* start *
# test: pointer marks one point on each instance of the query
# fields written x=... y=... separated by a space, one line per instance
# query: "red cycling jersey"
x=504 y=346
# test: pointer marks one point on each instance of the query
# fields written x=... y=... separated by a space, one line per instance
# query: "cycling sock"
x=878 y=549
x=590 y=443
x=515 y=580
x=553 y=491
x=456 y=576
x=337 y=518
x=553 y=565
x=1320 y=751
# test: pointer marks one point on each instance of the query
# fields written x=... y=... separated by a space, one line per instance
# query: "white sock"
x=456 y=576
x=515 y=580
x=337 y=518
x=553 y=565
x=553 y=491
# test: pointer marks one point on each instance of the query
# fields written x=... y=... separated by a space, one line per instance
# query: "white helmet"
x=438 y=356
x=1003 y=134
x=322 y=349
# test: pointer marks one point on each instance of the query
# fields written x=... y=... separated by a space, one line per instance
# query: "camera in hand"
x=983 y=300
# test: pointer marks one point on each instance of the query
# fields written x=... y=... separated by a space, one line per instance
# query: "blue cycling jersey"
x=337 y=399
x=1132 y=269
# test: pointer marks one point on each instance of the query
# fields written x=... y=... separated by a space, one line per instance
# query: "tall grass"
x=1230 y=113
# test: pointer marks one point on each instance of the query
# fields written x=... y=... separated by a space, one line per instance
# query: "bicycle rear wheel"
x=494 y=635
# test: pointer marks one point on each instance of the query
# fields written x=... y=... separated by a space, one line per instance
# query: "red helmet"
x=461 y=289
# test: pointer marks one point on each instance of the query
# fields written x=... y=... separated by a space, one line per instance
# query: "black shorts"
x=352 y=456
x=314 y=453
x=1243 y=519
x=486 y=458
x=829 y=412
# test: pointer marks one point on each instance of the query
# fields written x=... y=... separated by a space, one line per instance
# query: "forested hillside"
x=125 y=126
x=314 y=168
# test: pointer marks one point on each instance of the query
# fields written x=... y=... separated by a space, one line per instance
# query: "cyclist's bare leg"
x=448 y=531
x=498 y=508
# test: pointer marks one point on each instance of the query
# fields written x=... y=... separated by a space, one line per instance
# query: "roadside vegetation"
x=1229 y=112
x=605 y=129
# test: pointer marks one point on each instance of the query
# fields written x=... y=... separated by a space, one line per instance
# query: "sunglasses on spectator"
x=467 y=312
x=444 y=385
* end *
■ **REQUIREMENTS**
Print every line from the very first one through the line that contains "x=1132 y=269", copying each one unchanged.

■ **REPLY**
# test: pointer marks one point on each instance of the query
# fields written x=... y=... separated by a space, one line per instance
# query: "red cycling jersey"
x=504 y=346
# test: pointer marks one point on each instance of the query
# fields written x=... y=... separated by a space, one line per instance
# query: "cycling sock"
x=878 y=549
x=590 y=443
x=515 y=580
x=553 y=491
x=456 y=576
x=337 y=518
x=553 y=565
x=1320 y=751
# test: pointer marks one point on each instance of the query
# fields written x=... y=... separated by a space, one line per instance
# query: "white sock"
x=456 y=576
x=515 y=580
x=337 y=518
x=553 y=565
x=553 y=491
# test: pointer marks one point on each instance of the query
# fields written x=... y=... separated by a space, one line per instance
# query: "white helmet"
x=438 y=356
x=1003 y=134
x=322 y=349
# test: pointer marks one point on each instance of the query
# fields written x=... y=... separated by a space, one line per instance
# query: "camera in hand"
x=983 y=300
# test: pointer marks one point on each instance of the query
# fields written x=... y=... separated by a space, one line per instance
# query: "blue cycling jersey"
x=337 y=399
x=1132 y=269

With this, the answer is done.